
  2. ASensibleMan said, on October 9, 2023 at 4:51 pm

    “giant 8 foot long millipedes and dragonflies with foot long wingspans.”

    Expanding earth theory for the win! I have no idea if it’s true or not, but it’s a way cool idea. Look, if you shrink the globe, it all fits together like a puzzle!

  3. John Smith said, on October 9, 2023 at 9:45 pm

    Can you write a response to the “quantum computing with light” ‘breakthrough’ that happened a few days ago?

    • Scott Locklin said, on October 9, 2023 at 10:03 pm

      Probably, but I won’t because the probability it isn’t someone’s marketing prank is basically nil.

  4. Rickey said, on October 10, 2023 at 1:31 am

    Thanks for the article. I was aware of parasites affecting behavior but did not know fungus could have the same effect.

    https://theoatmeal.com/comics/captain_higgins

    I tell my supervisor at work when I absolutely do no care what others think of my responses to stupid questions, I blame it on toxoplasmosis from changing cat litter boxes for several years, my mother giving birth to me in her 40’s and breathing leaded gasoline. Now I can add a fungal infection to the list.

    The carboniferous period also made me think about fossil fuels. I remember my first-grade teacher telling me that oil came from dead dinosaurs and other animals. Even then, my BS flag was raised since I realized that when an animal dies, it immediately gets scavenged by other animals and insects, and you see a skeleton or shell of a carcass after only a few days. It does not have time to sink into the ground and get compressed into oil. Along those lines, I always thought “fossil” fuels had an abiogenic origin, especially when methane was discovered on other planets and moons.

  5. toastedposts said, on October 10, 2023 at 2:23 am

    Only thing I can contribute tonight is this:

    I tried accumulating a few field guides and reading some of them (though I have not absorbed it yet) after my parents pointed out that some of the weeds in my garden were poisonous.

• _DATASET CONTENT_:
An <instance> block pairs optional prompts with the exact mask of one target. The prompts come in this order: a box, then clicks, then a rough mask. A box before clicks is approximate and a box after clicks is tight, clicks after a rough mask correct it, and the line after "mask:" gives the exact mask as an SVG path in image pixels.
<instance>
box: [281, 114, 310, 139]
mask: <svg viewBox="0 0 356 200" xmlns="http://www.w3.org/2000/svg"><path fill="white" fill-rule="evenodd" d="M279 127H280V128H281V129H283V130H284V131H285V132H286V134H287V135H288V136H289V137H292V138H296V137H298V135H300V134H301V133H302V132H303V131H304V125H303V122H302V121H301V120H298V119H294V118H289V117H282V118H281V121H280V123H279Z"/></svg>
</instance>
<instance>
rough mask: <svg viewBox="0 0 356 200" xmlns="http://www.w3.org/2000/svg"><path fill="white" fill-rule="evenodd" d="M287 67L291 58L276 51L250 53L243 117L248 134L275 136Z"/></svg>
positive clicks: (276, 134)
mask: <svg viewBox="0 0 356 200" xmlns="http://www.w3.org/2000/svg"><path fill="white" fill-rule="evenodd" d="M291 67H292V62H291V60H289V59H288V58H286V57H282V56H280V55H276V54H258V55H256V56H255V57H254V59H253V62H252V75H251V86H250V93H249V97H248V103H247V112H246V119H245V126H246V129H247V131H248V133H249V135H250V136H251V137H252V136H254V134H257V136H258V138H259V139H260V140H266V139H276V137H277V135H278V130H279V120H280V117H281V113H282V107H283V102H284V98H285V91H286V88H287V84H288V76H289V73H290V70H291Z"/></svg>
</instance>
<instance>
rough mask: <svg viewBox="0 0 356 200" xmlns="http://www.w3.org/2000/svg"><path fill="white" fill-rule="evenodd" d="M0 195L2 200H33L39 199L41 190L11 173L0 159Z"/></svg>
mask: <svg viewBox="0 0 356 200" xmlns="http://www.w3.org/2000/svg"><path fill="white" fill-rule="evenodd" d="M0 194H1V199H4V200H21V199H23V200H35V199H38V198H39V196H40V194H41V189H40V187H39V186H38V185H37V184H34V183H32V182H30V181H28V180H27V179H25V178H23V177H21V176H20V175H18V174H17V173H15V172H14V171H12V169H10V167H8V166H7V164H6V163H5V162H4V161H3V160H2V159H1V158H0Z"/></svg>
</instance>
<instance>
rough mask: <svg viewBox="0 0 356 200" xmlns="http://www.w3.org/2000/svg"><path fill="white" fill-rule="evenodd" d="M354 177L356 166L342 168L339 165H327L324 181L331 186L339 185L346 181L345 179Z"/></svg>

• _TASK_:
Write out the full comment thread from the start of the page word for word, with nothing changed.

• _EXERCISE RESULT_:

  2. ASensibleMan said, on October 9, 2023 at 4:51 pm

    “giant 8 foot long millipedes and dragonflies with foot long wingspans.”

    Expanding earth theory for the win! I have no idea if it’s true or not, but it’s a way cool idea. Look, if you shrink the globe, it all fits together like a puzzle!

  3. John Smith said, on October 9, 2023 at 9:45 pm

    Can you write a response to the “quantum computing with light” ‘breakthrough’ that happened a few days ago?

    • Scott Locklin said, on October 9, 2023 at 10:03 pm

      Probably, but I won’t because the probability it isn’t someone’s marketing prank is basically nil.

  4. Rickey said, on October 10, 2023 at 1:31 am

    Thanks for the article. I was aware of parasites affecting behavior but did not know fungus could have the same effect.

    https://theoatmeal.com/comics/captain_higgins

    I tell my supervisor at work when I absolutely do no care what others think of my responses to stupid questions, I blame it on toxoplasmosis from changing cat litter boxes for several years, my mother giving birth to me in her 40’s and breathing leaded gasoline. Now I can add a fungal infection to the list.

    The carboniferous period also made me think about fossil fuels. I remember my first-grade teacher telling me that oil came from dead dinosaurs and other animals. Even then, my BS flag was raised since I realized that when an animal dies, it immediately gets scavenged by other animals and insects, and you see a skeleton or shell of a carcass after only a few days. It does not have time to sink into the ground and get compressed into oil. Along those lines, I always thought “fossil” fuels had an abiogenic origin, especially when methane was discovered on other planets and moons.

  5. toastedposts said, on October 10, 2023 at 2:23 am

    Only thing I can contribute tonight is this:

    I tried accumulating a few field guides and reading some of them (though I have not absorbed it yet) after my parents pointed out that some of the weeds in my garden were poisonous.